Work order:
Please return the lines, both ends included, that run from the one containing "Point | for" to the last line of the data below, exactly and alone.

Data to process:
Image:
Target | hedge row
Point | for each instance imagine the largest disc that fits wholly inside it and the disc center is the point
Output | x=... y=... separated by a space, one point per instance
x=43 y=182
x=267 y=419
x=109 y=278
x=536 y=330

Solved problem:
Point | for each instance imagine the largest disc that fits wholly inside it and the disc center is the point
Output | x=... y=... separated by a space, one point per instance
x=43 y=182
x=267 y=419
x=109 y=278
x=536 y=330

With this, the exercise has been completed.